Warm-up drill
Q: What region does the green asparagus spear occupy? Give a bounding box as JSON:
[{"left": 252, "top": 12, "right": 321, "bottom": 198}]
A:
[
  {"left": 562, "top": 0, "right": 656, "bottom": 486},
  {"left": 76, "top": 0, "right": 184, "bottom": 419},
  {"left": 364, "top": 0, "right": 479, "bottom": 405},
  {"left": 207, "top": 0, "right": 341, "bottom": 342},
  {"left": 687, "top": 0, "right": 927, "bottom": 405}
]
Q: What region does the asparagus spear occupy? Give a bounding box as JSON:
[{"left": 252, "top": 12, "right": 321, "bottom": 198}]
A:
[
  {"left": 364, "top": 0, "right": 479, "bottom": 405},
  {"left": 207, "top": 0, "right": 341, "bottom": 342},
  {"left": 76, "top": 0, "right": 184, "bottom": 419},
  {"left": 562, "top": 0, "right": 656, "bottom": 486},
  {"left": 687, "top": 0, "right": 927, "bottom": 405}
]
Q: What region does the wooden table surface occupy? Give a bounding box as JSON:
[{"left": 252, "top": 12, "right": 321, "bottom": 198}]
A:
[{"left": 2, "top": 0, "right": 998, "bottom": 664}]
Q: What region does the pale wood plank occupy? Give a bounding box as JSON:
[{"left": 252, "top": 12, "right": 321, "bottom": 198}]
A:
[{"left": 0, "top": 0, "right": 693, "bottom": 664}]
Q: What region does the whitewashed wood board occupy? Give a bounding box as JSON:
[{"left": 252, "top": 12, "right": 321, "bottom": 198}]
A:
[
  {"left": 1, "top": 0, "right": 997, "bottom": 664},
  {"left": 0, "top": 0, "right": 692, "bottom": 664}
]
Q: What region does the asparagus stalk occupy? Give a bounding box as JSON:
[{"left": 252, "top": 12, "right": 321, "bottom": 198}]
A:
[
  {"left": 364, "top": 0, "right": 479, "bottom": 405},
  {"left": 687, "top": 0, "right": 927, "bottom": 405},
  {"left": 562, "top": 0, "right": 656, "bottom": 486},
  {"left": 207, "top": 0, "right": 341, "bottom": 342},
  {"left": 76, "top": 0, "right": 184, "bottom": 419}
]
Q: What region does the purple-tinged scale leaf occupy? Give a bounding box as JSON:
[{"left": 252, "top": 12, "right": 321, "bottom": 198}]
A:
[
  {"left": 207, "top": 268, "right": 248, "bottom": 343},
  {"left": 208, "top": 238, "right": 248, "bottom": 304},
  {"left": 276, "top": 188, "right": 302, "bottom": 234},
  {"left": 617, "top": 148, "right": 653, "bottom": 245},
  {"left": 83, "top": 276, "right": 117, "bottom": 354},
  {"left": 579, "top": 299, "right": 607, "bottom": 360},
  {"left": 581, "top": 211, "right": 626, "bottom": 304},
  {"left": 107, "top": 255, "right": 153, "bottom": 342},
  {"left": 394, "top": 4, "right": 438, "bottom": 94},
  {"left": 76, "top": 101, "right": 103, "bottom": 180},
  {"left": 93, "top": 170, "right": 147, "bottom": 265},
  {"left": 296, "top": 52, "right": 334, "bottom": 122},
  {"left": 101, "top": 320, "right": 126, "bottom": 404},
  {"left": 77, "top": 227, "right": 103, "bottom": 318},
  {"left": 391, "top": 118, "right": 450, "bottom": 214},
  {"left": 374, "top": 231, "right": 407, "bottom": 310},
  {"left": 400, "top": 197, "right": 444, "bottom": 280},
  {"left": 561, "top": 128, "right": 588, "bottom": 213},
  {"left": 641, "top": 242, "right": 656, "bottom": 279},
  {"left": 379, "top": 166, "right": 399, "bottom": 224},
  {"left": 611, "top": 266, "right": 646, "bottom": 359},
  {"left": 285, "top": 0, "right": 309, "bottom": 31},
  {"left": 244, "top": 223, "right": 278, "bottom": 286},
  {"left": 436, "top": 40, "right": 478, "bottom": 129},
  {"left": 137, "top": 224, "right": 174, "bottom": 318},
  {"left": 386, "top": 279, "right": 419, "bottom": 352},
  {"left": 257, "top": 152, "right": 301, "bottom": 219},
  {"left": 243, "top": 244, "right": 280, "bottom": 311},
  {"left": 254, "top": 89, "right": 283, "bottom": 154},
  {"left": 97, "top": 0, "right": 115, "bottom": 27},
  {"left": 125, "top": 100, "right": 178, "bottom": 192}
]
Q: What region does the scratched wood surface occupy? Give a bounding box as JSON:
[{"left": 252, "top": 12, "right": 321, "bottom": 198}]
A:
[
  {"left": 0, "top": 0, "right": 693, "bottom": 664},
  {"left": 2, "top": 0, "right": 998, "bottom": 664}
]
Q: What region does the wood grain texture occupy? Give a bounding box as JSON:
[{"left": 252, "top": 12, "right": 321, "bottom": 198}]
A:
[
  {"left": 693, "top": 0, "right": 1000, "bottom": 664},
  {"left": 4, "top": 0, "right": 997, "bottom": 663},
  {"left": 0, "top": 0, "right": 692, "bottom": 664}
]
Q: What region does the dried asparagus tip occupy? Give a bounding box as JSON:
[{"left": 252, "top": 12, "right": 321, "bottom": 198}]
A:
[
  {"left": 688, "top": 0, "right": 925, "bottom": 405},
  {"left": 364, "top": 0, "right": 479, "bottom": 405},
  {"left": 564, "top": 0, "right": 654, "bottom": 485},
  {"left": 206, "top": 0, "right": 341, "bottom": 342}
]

_EXERCISE:_ Retype only the stretch of lines above starting at the one with "Q: What region does the asparagus spear" and stopping at the one with "Q: What region does the whitewashed", exactly as written, with both kept.

_WRITTEN SOLUTION:_
Q: What region does the asparagus spear occupy? Give a bounding box as JSON:
[{"left": 252, "top": 12, "right": 321, "bottom": 198}]
A:
[
  {"left": 364, "top": 0, "right": 479, "bottom": 405},
  {"left": 207, "top": 0, "right": 341, "bottom": 342},
  {"left": 76, "top": 0, "right": 184, "bottom": 419},
  {"left": 562, "top": 0, "right": 656, "bottom": 486},
  {"left": 687, "top": 0, "right": 927, "bottom": 405}
]
Q: What region does the wooden table surface occupy? Give a bounding box as JSON:
[{"left": 252, "top": 12, "right": 321, "bottom": 198}]
A:
[{"left": 2, "top": 0, "right": 998, "bottom": 664}]
Q: What region does the pale wood plank occupy? Give a bounding box as JSON:
[{"left": 252, "top": 12, "right": 321, "bottom": 198}]
A:
[{"left": 0, "top": 0, "right": 693, "bottom": 664}]
Q: What region does the whitewashed wood board occupy? Give a bounding box as JSON:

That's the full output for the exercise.